» Task goal
What follows is a set of records; restate each one word for word and drop the pictures.

» Stored rows
.....
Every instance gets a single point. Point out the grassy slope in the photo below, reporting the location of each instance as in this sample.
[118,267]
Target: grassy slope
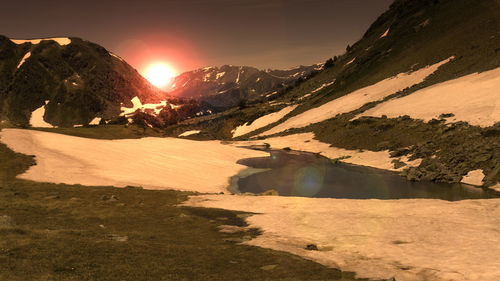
[62,232]
[422,32]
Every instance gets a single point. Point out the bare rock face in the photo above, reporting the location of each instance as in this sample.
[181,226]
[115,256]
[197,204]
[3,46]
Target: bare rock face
[6,222]
[226,86]
[76,82]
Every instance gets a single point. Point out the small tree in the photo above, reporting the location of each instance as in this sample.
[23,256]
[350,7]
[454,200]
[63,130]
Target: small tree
[242,103]
[328,63]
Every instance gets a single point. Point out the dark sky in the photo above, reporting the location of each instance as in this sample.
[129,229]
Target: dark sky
[195,33]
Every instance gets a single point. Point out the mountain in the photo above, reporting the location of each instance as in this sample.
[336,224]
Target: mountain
[420,86]
[223,87]
[69,81]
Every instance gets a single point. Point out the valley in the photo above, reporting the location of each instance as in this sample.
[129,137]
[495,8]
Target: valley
[382,163]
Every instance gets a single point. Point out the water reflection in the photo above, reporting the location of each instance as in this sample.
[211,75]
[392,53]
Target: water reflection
[308,175]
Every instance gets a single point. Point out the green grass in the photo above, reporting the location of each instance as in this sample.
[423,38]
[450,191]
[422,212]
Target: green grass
[72,232]
[107,132]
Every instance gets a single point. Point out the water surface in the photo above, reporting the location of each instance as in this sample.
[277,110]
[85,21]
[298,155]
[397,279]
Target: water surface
[309,175]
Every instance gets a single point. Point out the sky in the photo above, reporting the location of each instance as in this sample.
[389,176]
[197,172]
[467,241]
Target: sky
[189,34]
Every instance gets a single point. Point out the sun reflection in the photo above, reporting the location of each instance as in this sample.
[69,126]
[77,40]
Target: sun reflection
[159,74]
[308,181]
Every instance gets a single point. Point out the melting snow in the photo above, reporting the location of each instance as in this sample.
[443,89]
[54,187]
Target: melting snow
[60,40]
[322,87]
[357,99]
[95,121]
[190,133]
[238,78]
[262,121]
[385,33]
[36,119]
[474,98]
[350,62]
[410,240]
[154,163]
[113,55]
[306,142]
[219,75]
[474,178]
[156,107]
[28,54]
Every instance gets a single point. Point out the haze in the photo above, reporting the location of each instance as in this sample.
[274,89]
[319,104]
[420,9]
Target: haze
[193,33]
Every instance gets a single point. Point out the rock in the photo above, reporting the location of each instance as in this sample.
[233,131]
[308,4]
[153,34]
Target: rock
[311,247]
[118,238]
[383,145]
[398,163]
[230,229]
[6,222]
[269,267]
[270,192]
[112,198]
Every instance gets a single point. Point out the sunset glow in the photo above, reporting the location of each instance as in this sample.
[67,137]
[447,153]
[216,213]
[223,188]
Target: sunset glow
[159,74]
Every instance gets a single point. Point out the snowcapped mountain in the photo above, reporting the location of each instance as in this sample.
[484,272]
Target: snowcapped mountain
[418,94]
[69,81]
[223,87]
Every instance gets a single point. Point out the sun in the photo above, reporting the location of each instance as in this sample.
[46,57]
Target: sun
[159,74]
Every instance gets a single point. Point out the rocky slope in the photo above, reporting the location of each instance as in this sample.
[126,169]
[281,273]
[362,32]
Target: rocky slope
[442,57]
[69,81]
[224,87]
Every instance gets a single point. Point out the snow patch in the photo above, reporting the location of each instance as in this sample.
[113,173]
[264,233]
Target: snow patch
[190,133]
[474,98]
[474,178]
[60,40]
[219,75]
[357,98]
[137,104]
[115,56]
[262,121]
[36,119]
[351,61]
[154,163]
[28,54]
[95,121]
[306,142]
[322,87]
[410,240]
[238,78]
[385,33]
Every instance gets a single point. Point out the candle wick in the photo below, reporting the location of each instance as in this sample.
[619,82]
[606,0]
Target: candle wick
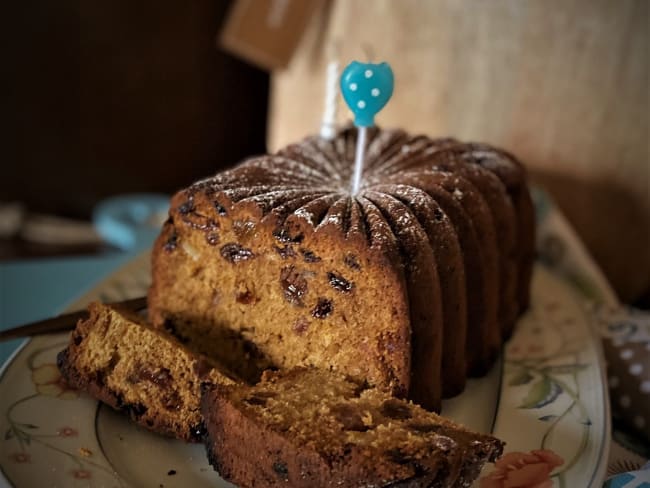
[328,122]
[358,160]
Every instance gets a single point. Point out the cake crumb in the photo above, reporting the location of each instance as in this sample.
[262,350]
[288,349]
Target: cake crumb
[85,452]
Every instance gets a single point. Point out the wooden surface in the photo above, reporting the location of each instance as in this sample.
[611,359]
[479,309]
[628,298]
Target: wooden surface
[120,96]
[562,84]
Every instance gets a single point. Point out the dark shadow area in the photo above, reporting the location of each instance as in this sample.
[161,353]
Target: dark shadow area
.....
» Solution
Every instance gets a single point. Point out the grassy slope in the photo below, reporting the location of each instance as in this sample.
[118,267]
Target: grassy slope
[62,232]
[422,32]
Every instance gets a single point. Point out the bare rock face in the photo above, reporting the location of each instance as in this sample.
[181,226]
[115,256]
[197,204]
[3,46]
Target: bare rock face
[6,222]
[226,86]
[76,82]
Every instance gets a single point. Point out the small tree in the photo above, reporting the location of each instance as in this sample.
[23,256]
[350,7]
[454,200]
[63,130]
Target: small tree
[242,103]
[328,63]
Every instance gets a single point. Point out the dark sky in the photo above, reporting the location of each instance as in this sample.
[129,229]
Target: dark sky
[195,33]
Every instance gets a single point. Point out the mountain in the photo above, reporting the location of each instance as in this sample.
[336,224]
Target: mountain
[420,86]
[223,87]
[69,81]
Every instance gets a single point. Point out the valley in the photo above, reporting the location of each instance as in this sample.
[129,137]
[495,8]
Target: valley
[382,163]
Every instance gets a single point. Point out the water reflection in the photo above, reporting the location of each instance as in this sample.
[211,75]
[392,53]
Target: water reflection
[308,175]
Every instance gets a single point. Point out the green grass in the photo above, reporting the location of each instance as in this sample.
[423,38]
[450,191]
[422,212]
Target: green grass
[72,232]
[107,132]
Every instance gets a single point. Point out the water surface in the photo above, reporting the location of each instance as in this sample.
[277,110]
[85,21]
[298,155]
[397,279]
Target: water surface
[309,175]
Every instance gets a single point. Point out the sky in the photo above, reporting the location of each instance as in this sample.
[389,176]
[197,172]
[467,241]
Target: sky
[189,34]
Every instance gets a single point. Point out the sun reflection in the photo above, reporting the location of each instance as in this sample.
[69,126]
[77,40]
Target: sun reflection
[159,74]
[308,181]
Every instance gets a single point. Point out the melting snow in the photo above, reporting the location of each instance as in this sample.
[443,89]
[54,187]
Target: melting snow
[60,40]
[322,87]
[357,99]
[95,121]
[190,133]
[238,78]
[262,121]
[385,33]
[36,119]
[474,98]
[350,62]
[410,240]
[154,163]
[113,55]
[306,142]
[219,75]
[474,178]
[156,107]
[28,54]
Every instance gets a single point. Point out the haze in the photo above, reporting the location of each instance as in this sample.
[274,89]
[319,104]
[420,9]
Target: haze
[193,33]
Every instance gets a single point. Point out the rock in the photo above, reporting the location of each instance as in this sample.
[233,131]
[308,4]
[153,34]
Target: rock
[311,247]
[118,238]
[383,145]
[398,163]
[230,229]
[6,222]
[269,267]
[270,192]
[112,198]
Every instance gets a single point. Point out the sunset glow in the photo above, reporting the location of each instance as in this sample.
[67,137]
[447,153]
[216,213]
[223,188]
Target: sunset glow
[159,74]
Every instance gets a single point. Point out the snowcapped mountain in the photo above, reporting the location of each instance as in this sample.
[484,272]
Target: snowcapped mountain
[418,94]
[69,81]
[223,87]
Every instance gets a single point. Point out the sun in the photo above, reporting the location of each instance as in this sample.
[46,57]
Target: sun
[159,74]
Every instance gets a single point. Point out the rocky slope in the photo above, reporting the location of each instance as in this sample.
[126,169]
[281,273]
[362,32]
Target: rocky slope
[442,57]
[69,81]
[224,87]
Every instance gets a single point. Point out the snow patch in the photo above, reporting the location of each instance as in this sample.
[113,173]
[264,233]
Target: snow patch
[190,133]
[474,98]
[474,178]
[60,40]
[219,75]
[357,98]
[137,104]
[115,56]
[262,121]
[36,119]
[351,61]
[154,163]
[28,54]
[95,121]
[306,142]
[322,87]
[410,240]
[238,78]
[385,33]
Every instance gets a single point. Point out the candle wick in the photo below, reporting the location of each instance as in this sample.
[619,82]
[606,0]
Target: candle wick
[328,122]
[358,160]
Every instance gets a single point. Point out the cake crumb in the photo above, reporting the location of each instance as in this sample.
[262,350]
[288,349]
Target: cake crumb
[85,452]
Every instance gets a single point. Point out the wooden surface in the photo above, reporting the location of each instance as in this sample.
[611,359]
[479,309]
[628,298]
Target: wooden surface
[120,96]
[562,84]
Every instance gets a single point. Point out the dark shadow area in the photo above, reporting the location of each instance as in this sample.
[161,353]
Target: dark shadow area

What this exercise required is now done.